* **TASK OBJECTIVE**: Locate the line containing "Target: wooden deck edge" in the entries below, then retype it and every later line exactly, leaving out pictures.

* **INPUT DATA**:
++++++++++
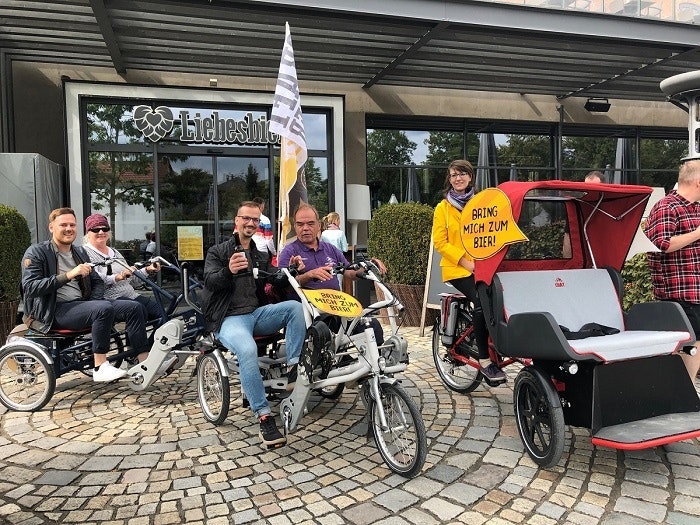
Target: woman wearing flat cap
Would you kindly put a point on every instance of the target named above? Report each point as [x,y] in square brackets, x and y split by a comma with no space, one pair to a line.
[117,277]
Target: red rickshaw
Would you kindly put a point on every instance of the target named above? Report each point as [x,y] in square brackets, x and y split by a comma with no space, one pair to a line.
[554,305]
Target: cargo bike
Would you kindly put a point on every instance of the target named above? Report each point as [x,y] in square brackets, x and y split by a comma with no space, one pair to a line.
[553,304]
[31,362]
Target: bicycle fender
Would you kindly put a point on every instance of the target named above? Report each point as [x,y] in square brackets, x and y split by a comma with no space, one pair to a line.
[21,341]
[222,362]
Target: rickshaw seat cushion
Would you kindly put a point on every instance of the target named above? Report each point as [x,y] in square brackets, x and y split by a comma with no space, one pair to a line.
[574,297]
[536,303]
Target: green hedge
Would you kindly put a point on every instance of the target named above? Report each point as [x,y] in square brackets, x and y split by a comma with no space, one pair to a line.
[637,279]
[399,235]
[14,240]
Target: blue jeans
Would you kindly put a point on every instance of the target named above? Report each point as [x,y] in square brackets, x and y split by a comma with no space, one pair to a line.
[98,314]
[153,309]
[134,315]
[237,333]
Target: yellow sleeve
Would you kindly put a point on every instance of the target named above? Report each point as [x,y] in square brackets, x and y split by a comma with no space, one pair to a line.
[441,241]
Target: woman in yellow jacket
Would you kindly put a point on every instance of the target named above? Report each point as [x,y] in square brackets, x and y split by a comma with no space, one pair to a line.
[456,265]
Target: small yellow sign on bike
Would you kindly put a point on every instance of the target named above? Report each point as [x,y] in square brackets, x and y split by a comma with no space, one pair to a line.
[334,302]
[488,224]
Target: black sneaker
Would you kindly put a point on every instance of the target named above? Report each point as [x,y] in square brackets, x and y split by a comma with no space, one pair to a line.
[291,378]
[269,434]
[493,374]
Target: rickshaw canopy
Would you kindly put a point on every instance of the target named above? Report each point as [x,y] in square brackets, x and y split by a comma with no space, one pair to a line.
[600,221]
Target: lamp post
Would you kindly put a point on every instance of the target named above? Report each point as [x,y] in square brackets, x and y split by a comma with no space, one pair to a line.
[358,209]
[686,88]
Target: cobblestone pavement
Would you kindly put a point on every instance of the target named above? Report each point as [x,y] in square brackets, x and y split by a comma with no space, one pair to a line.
[105,454]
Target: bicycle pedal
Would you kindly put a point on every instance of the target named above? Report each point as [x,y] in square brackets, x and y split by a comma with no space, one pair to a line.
[495,383]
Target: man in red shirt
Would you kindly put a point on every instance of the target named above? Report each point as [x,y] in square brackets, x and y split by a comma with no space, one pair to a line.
[674,227]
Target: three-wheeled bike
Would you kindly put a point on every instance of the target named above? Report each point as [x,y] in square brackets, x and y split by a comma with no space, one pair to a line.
[554,304]
[30,362]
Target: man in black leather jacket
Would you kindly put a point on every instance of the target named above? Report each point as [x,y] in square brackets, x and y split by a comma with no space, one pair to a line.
[237,309]
[61,290]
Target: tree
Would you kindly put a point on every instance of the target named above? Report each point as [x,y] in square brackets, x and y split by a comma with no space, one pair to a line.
[389,147]
[444,147]
[386,149]
[116,177]
[528,151]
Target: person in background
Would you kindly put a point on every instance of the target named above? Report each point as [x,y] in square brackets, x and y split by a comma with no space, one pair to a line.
[331,232]
[144,245]
[61,290]
[263,238]
[117,277]
[457,265]
[595,177]
[673,226]
[236,308]
[151,248]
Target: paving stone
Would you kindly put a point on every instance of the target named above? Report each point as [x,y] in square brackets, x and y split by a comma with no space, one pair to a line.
[396,500]
[57,477]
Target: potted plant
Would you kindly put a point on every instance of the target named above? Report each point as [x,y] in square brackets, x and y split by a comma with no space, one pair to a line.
[637,278]
[14,240]
[399,235]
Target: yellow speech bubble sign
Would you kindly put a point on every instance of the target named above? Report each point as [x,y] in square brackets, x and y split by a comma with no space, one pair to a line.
[488,224]
[334,302]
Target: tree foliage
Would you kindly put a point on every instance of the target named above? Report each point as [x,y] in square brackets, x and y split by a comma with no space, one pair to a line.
[444,147]
[15,238]
[399,235]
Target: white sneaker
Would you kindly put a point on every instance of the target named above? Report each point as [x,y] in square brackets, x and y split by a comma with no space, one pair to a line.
[108,372]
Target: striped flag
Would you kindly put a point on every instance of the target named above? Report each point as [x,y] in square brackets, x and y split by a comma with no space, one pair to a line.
[287,122]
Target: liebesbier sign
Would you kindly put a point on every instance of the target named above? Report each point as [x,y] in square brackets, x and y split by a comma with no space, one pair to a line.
[155,124]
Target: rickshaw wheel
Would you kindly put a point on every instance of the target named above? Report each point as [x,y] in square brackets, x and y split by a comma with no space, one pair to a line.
[455,375]
[27,380]
[213,389]
[539,416]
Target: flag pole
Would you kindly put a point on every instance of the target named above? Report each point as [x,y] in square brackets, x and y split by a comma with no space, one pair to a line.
[287,122]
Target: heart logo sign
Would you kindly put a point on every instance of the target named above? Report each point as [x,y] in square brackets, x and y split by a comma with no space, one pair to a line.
[153,123]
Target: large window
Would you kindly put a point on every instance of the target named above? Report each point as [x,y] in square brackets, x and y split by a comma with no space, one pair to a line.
[199,177]
[406,163]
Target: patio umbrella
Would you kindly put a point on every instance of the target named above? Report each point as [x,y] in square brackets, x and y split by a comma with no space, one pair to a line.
[412,188]
[513,173]
[486,172]
[624,163]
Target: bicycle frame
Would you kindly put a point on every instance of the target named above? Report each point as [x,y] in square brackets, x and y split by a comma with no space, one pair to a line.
[371,366]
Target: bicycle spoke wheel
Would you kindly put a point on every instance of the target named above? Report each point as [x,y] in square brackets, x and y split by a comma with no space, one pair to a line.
[213,389]
[456,375]
[540,421]
[27,380]
[403,444]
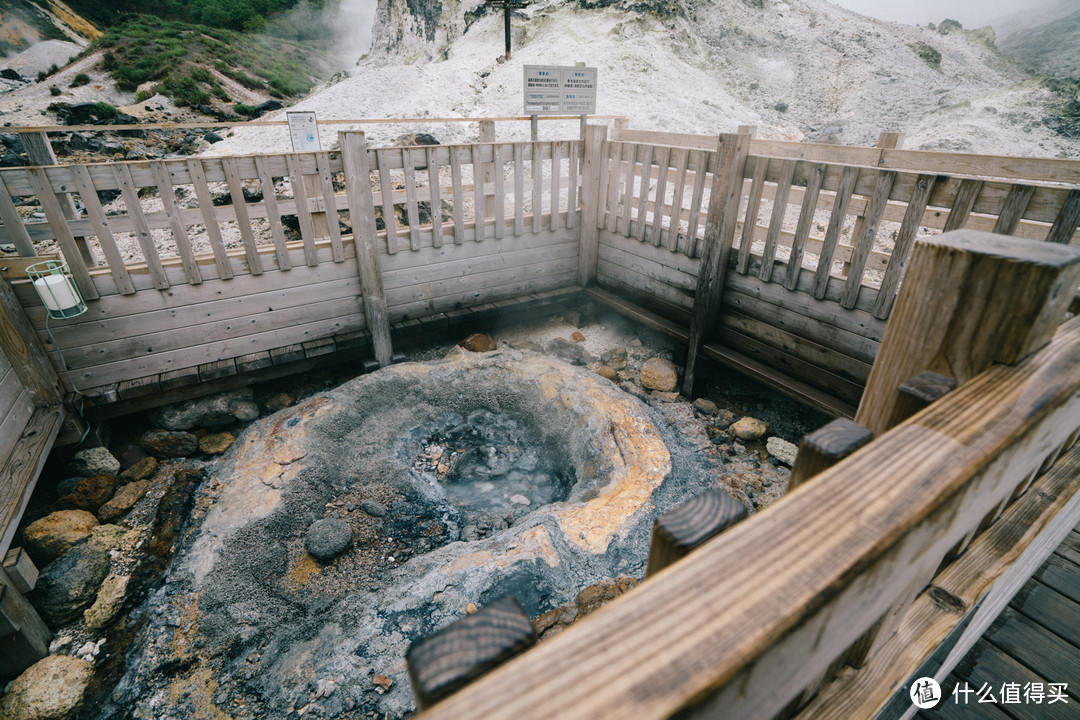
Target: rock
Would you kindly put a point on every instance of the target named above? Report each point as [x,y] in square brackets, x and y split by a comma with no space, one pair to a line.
[51,689]
[109,601]
[69,584]
[782,450]
[615,357]
[94,461]
[213,412]
[478,342]
[123,500]
[215,444]
[748,429]
[49,538]
[326,539]
[659,374]
[170,443]
[90,493]
[373,508]
[705,406]
[144,470]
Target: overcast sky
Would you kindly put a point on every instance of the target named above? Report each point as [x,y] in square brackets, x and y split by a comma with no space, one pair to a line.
[969,13]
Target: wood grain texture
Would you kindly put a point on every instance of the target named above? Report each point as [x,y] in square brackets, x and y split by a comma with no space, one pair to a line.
[443,663]
[955,314]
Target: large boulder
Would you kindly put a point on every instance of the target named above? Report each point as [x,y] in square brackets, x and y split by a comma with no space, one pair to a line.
[69,584]
[51,689]
[48,538]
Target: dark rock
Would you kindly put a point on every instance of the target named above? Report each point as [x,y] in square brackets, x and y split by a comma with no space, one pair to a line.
[328,538]
[69,584]
[170,443]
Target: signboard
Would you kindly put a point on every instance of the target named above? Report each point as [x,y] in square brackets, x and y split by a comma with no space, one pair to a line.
[304,132]
[559,90]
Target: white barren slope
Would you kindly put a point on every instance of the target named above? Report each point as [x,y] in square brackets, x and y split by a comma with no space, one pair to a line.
[802,70]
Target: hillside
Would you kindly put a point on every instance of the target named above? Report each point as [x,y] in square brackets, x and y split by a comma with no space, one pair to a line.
[802,69]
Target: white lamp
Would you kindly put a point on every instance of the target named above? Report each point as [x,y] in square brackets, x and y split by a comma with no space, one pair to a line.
[56,289]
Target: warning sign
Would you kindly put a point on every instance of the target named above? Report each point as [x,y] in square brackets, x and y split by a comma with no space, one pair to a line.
[559,90]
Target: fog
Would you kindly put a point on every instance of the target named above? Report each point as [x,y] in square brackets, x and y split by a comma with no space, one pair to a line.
[969,13]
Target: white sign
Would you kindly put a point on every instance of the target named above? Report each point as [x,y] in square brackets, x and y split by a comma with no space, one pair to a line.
[304,131]
[559,90]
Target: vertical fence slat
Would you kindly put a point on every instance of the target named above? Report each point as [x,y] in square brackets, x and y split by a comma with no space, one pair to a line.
[902,248]
[14,223]
[518,189]
[500,191]
[123,176]
[628,188]
[63,233]
[806,222]
[658,213]
[824,270]
[864,244]
[89,193]
[302,211]
[459,208]
[436,198]
[389,219]
[537,188]
[160,173]
[696,200]
[273,215]
[1067,220]
[571,190]
[964,203]
[243,220]
[777,222]
[1012,212]
[480,193]
[643,201]
[750,220]
[323,163]
[679,165]
[210,219]
[412,208]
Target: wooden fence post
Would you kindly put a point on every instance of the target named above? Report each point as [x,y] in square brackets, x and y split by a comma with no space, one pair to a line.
[358,179]
[591,194]
[970,299]
[731,153]
[22,347]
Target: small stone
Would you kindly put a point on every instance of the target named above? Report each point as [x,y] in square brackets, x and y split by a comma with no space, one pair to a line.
[110,599]
[328,538]
[123,501]
[170,443]
[374,508]
[50,537]
[51,689]
[144,470]
[748,429]
[705,406]
[477,342]
[782,450]
[215,444]
[659,374]
[69,584]
[90,493]
[94,461]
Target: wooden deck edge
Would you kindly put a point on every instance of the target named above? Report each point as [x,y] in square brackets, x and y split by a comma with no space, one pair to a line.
[140,394]
[960,602]
[18,474]
[752,368]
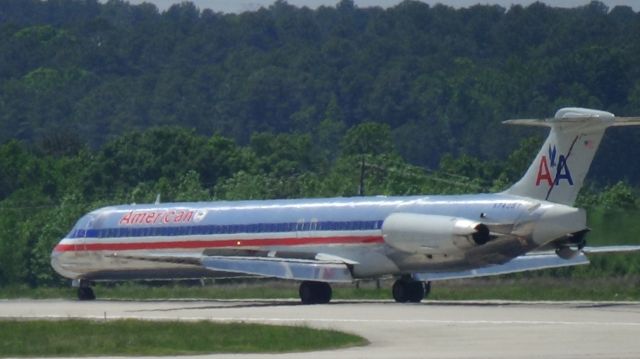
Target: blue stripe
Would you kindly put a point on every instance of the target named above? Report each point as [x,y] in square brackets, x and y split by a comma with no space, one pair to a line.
[225,229]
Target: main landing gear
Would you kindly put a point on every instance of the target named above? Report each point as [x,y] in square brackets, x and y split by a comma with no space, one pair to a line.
[315,292]
[85,292]
[408,290]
++++++++++
* **ANSWER TO THIS TASK**:
Target: wooden deck edge
Would you kindly put a point on every instance of the target named above? Report each point as [x,y] in square brackets, x and y split by a comma with no space, one pair to a line.
[140,394]
[960,602]
[18,474]
[752,368]
Target: blue stripe
Would you kindly put a point on every instance of the target named above? Report each point as [x,y] in square brackets, x and y split by a comma with no space, one pair to a line.
[225,229]
Target: main landing gear
Would you kindly put a point on every instance of the target named above? Report each point as [x,y] in square brackets, x and y split by a comma with no space, one pair to a line.
[315,292]
[85,292]
[408,290]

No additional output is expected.